== Attività da svolgere ==
1. Secondo il testo su Musumeci e il Dpcm, perché in questo momento sarebbe complicato avventurarsi in un nuovo provvedimento regionale? Rispondi in una-tre frasi.
2. Prosegui il testo su Musumeci e il Dpcm dopo la sua ultima frase.

== Testo proposto ==
CATANIA –  «Seguirà una mia ordinanza», l’annuncio di martedì pomeriggio. Mentre era in corso il confronto fra Regioni e Palazzo Chigi sul Dpcm.

Ma, almeno per ora, Nello Musumeci (così come gli altri suoi colleghi governatori) non dovrebbe firmare alcun atto che possa diversificare in Sicilia alcune delle regole fissate dal decreto del presidente del Consiglio. «Le mie ordinanze – ha detto ieri, a margine della conferenza stampa di “Io Compro Siciliano” a Palermo – sono legate al dato epidemiologico. Quelle che dovevamo adottare le abbiamo adottate, continuiamo a fare appello alla responsabilità individuale e collettiva dei siciliani. Dobbiamo tornare a essere esempio come lo siamo stati nei mesi di marzo, aprile e maggio».

In effetti sarebbe complicato in questo momento avventurarsi in un nuovo provvedimento, perché quelli permessi alle Regioni sono di tipo più restrittivo rispetto al quadro nazionale. E invece stavolta Musumeci avrebbe preferito avere mano libera per allentare la morsa su alcuni divieti. «Siamo rimasti fino alla mezzanotte a discutere con Palazzo Chigi. Abbiamo dato l’assenso, diverso il nostro parere per quel che riguarda la norma che prevede limitazioni allo svolgimento di cerimonie nuziali, feste e ricorrenze. È una assurdità perché si compie un atto di ingiustizia», dice Musumeci.

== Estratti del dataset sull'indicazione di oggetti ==

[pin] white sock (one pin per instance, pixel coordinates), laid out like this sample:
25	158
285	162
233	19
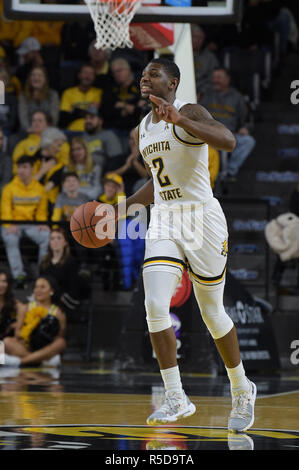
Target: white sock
238	379
172	379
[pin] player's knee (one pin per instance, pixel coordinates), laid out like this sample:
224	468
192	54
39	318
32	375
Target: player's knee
157	310
210	300
217	321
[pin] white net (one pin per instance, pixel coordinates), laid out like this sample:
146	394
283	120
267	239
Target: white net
111	21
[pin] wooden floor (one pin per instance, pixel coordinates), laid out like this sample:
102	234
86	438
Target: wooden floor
79	407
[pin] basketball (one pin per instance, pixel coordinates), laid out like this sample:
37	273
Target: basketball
86	226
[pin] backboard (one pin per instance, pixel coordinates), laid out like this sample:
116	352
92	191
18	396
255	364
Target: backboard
170	11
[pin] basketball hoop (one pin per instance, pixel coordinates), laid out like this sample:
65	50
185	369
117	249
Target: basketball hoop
111	21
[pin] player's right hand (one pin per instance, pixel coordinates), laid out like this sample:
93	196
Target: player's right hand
166	111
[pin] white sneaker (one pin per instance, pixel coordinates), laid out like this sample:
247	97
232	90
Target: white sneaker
242	414
176	405
55	361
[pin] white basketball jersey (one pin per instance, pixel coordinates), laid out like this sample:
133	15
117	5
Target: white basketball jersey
178	161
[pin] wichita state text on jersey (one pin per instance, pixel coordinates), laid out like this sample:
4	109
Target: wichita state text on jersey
178	161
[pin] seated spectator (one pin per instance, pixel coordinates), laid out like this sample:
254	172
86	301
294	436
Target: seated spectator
122	258
8	306
99	59
40	329
29	54
88	173
294	201
227	105
103	144
133	171
122	107
37	96
69	198
76	100
8	110
49	167
5	164
205	61
48	33
31	144
14	85
61	265
24	199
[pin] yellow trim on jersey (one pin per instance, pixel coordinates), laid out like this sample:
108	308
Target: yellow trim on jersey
206	281
189	144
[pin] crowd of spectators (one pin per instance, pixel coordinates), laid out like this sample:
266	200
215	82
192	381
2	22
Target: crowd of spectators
65	139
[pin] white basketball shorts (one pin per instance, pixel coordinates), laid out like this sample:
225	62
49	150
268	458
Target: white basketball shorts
194	237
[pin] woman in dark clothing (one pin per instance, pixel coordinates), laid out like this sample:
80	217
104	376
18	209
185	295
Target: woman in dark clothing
59	264
8	306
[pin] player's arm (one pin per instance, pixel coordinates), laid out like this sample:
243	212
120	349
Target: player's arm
197	121
144	196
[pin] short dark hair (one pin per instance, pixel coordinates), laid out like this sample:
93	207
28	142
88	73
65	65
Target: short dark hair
170	67
69	175
25	159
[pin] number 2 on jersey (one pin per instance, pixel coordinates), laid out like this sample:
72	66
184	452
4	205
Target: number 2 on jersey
163	180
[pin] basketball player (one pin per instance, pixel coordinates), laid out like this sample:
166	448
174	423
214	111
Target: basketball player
173	139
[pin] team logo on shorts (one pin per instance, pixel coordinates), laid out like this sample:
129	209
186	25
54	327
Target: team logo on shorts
224	250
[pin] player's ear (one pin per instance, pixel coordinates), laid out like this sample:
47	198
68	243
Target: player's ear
173	83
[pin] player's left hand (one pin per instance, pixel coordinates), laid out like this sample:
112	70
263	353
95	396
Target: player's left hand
165	110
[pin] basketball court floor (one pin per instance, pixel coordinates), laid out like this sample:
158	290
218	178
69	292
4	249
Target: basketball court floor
78	407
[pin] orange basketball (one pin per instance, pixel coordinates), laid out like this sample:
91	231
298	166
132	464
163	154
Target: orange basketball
93	224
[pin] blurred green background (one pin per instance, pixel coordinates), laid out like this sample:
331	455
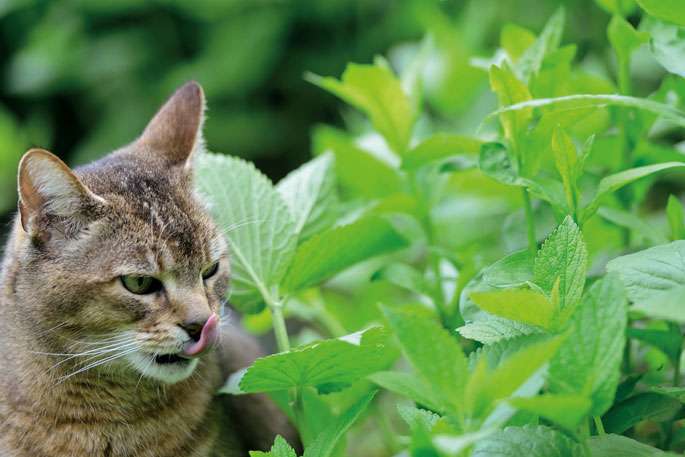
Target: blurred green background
82	77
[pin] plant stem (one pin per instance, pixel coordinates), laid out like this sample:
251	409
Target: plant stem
530	222
599	425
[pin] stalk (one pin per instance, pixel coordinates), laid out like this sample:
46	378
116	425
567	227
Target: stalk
530	222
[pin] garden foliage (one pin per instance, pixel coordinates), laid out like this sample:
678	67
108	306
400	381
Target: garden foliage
518	289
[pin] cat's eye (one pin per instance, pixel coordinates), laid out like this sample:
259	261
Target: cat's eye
141	285
211	271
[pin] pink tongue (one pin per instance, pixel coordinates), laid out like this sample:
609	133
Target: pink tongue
208	337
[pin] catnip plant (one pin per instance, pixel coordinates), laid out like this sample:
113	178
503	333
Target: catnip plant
549	326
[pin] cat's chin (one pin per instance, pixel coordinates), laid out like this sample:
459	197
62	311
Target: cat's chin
167	369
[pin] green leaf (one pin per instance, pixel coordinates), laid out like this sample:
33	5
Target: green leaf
310	195
565	410
670	341
407	385
584	101
438	147
359	173
668	45
325	443
611	445
378	93
643	406
655	280
588	363
666	10
434	354
486	386
676	218
281	448
522	305
336	249
563	258
529	441
515	39
566	160
510	92
631	221
548	41
624	38
404	276
496	162
614	182
327	365
257	223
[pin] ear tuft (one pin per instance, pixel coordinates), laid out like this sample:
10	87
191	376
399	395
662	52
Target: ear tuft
176	130
47	187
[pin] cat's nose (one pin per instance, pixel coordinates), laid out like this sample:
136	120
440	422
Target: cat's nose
193	328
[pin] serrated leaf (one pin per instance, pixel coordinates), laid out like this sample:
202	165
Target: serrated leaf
281	448
565	410
376	91
309	192
655	279
529	441
256	222
325	443
614	182
676	218
438	147
522	305
326	364
668	45
638	408
510	91
434	354
563	258
611	445
407	385
588	363
487	386
336	249
548	41
667	10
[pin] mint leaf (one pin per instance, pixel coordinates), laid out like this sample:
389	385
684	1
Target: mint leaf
327	365
667	10
434	354
529	441
407	385
378	93
281	448
562	258
522	305
324	444
638	408
310	195
655	279
336	249
588	363
565	410
611	445
257	223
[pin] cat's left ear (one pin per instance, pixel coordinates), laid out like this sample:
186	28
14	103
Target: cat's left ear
176	130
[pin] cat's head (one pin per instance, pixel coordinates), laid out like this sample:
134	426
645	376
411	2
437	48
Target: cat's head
119	262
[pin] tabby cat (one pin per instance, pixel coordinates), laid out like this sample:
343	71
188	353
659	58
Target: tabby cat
111	289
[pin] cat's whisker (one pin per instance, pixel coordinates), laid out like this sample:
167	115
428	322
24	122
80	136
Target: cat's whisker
97	363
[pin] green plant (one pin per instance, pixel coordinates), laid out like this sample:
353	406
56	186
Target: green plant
505	339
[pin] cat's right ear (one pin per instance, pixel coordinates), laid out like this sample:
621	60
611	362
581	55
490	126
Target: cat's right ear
50	192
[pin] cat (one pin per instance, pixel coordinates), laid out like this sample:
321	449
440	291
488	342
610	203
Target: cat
111	289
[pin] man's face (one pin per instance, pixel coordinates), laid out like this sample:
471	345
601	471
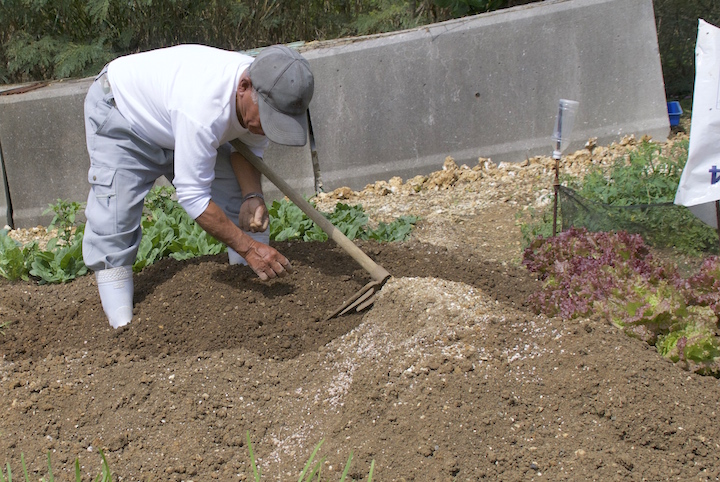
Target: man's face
248	110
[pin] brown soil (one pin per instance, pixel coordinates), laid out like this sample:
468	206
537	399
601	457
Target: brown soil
449	376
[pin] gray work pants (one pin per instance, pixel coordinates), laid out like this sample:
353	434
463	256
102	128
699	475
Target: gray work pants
123	169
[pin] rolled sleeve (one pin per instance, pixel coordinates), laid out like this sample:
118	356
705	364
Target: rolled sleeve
195	156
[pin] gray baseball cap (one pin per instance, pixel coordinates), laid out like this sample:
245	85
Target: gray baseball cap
285	85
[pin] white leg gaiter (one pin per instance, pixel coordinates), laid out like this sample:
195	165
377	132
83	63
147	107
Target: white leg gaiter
115	286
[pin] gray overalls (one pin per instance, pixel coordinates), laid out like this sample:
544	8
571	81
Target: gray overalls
123	169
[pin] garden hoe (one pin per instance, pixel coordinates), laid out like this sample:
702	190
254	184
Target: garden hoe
367	294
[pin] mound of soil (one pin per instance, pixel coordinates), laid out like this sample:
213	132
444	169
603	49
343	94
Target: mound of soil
449	376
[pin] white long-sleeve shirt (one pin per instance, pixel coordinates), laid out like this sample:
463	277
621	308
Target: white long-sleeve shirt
183	98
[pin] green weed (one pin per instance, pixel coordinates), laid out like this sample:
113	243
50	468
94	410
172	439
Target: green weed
313	468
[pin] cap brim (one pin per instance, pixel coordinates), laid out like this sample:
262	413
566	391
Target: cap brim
288	130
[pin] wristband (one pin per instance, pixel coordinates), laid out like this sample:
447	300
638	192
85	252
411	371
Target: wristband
252	195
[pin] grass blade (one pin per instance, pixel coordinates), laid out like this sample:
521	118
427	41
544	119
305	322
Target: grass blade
256	472
309	462
347	468
24	466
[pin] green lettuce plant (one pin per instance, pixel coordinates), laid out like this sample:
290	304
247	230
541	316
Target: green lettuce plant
613	275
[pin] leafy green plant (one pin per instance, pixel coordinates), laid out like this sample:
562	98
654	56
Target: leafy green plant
104	476
614	275
13	258
65	218
288	222
634	194
169	231
60	262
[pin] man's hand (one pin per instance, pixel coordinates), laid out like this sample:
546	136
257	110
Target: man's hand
266	261
254	216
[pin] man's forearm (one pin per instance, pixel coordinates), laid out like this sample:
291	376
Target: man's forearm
214	221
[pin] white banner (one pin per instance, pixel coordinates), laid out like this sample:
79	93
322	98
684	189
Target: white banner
699	186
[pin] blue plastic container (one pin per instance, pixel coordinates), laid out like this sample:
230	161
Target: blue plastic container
674	112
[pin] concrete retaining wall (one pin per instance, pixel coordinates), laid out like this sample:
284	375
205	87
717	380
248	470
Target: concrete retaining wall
485	86
398	104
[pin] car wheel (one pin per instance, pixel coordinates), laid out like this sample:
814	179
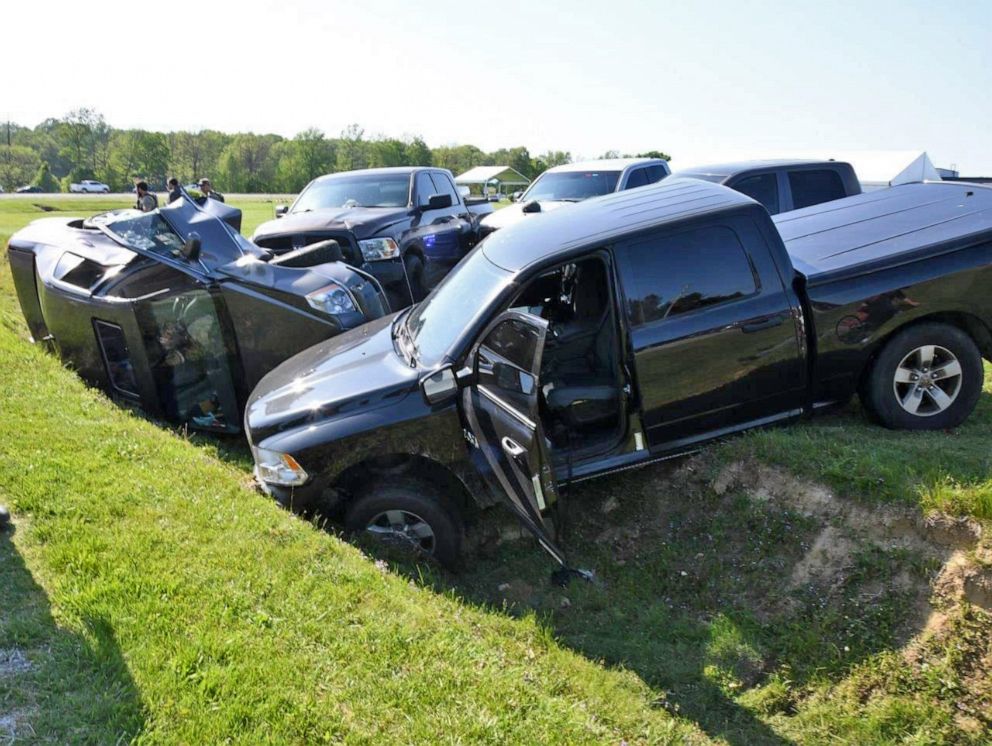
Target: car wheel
410	516
415	274
927	377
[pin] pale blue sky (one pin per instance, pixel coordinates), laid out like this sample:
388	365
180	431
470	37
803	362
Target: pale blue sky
700	80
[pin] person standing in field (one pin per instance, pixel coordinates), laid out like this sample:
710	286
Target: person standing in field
208	191
174	192
146	200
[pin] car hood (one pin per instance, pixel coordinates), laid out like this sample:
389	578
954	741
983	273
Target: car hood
514	213
362	221
354	372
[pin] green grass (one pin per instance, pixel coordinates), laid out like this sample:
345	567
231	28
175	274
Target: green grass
157	597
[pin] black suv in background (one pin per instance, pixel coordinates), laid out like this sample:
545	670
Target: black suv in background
782	185
406	226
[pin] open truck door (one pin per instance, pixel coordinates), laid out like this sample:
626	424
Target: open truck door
501	409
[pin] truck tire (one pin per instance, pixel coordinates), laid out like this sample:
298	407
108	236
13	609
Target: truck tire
927	377
409	514
415	273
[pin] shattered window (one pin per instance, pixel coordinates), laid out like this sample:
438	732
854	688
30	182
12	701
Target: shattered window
191	363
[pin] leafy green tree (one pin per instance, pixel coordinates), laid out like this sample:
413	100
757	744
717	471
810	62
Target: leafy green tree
417	152
45	179
352	152
137	154
17	165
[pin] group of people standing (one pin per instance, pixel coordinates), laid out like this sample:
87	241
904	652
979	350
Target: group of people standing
148	200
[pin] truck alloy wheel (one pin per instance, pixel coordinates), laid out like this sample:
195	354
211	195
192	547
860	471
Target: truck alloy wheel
411	515
927	380
927	377
403	528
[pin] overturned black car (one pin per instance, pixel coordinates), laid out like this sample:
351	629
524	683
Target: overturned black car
175	311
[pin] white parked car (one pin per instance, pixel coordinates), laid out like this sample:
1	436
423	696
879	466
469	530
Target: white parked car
88	186
575	182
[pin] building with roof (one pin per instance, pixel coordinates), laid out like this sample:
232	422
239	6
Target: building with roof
498	179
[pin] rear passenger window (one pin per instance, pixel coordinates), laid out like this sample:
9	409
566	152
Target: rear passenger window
671	275
637	177
762	188
656	173
444	186
814	187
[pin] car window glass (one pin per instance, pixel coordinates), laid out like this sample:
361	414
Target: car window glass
670	275
814	187
425	188
762	188
443	185
656	173
506	361
637	177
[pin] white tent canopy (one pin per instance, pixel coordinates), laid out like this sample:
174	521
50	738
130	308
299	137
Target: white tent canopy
499	176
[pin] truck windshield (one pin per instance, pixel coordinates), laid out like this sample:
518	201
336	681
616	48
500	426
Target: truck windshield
454	306
572	186
142	230
366	190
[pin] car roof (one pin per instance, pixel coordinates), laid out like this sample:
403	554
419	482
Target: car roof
397	170
601	219
737	167
604	164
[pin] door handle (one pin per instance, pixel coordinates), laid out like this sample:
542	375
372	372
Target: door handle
512	448
758	326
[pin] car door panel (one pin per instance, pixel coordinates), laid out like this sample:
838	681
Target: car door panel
501	413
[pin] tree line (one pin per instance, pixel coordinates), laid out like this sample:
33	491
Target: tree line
81	145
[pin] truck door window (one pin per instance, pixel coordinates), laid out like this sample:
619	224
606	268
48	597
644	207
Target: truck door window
425	188
637	177
762	188
671	275
814	187
655	173
443	185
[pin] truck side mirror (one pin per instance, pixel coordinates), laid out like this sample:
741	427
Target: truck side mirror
438	202
440	386
191	249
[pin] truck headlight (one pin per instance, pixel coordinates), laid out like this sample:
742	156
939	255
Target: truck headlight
377	249
332	300
278	468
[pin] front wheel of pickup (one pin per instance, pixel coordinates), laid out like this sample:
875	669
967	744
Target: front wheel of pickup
927	377
411	517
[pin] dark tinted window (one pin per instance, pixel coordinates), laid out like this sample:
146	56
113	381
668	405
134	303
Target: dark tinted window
814	187
443	185
656	173
116	358
763	188
671	275
424	187
637	177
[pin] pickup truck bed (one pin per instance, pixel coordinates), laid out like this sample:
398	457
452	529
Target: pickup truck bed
885	228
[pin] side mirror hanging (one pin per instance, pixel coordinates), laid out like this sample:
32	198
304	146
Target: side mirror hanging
439	386
191	249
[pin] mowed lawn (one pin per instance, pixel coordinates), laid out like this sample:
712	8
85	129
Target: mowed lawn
148	592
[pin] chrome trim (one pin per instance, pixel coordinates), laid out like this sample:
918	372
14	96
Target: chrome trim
507	407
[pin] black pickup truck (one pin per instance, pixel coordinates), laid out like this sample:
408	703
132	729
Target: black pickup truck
631	328
406	226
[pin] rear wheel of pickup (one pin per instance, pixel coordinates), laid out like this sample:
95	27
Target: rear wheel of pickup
927	377
410	516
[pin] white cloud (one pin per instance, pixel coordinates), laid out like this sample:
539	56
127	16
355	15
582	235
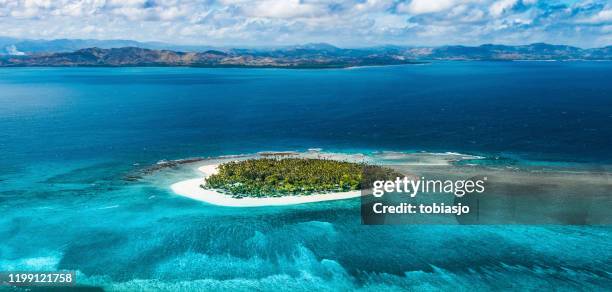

== Risposte in ordine ==
1. Sarebbe complicato perché i provvedimenti permessi alle Regioni sono più restrittivi rispetto al quadro nazionale. Musumeci, invece, avrebbe preferito avere mano libera per allentare alcuni divieti.

2.
Per il quale non c’è coerenza con il dpcm appena varato: «Non possiamo da un lato consentire che sull’aereo due persone sconosciute stiano una accanto all’altro e imporre un limite di 30 persone per partecipare ad una cerimonia nuziale che di solito accade una sola volta nella vita. Questo diventa un motivo in più a scoraggiare le coppie a coronare il loro sogno». E tutto ciò, aggiunge con una sostanziosa dose di rammarico», proprio quando la Regione «ha varato un bonus per le coppie che vogliono sposarsi». E taglia corto: «Abbiamo detto che il nostro parere era fortemente vincolato e abbiamo dato un paio di giorni al governo Conte per potere rimediare».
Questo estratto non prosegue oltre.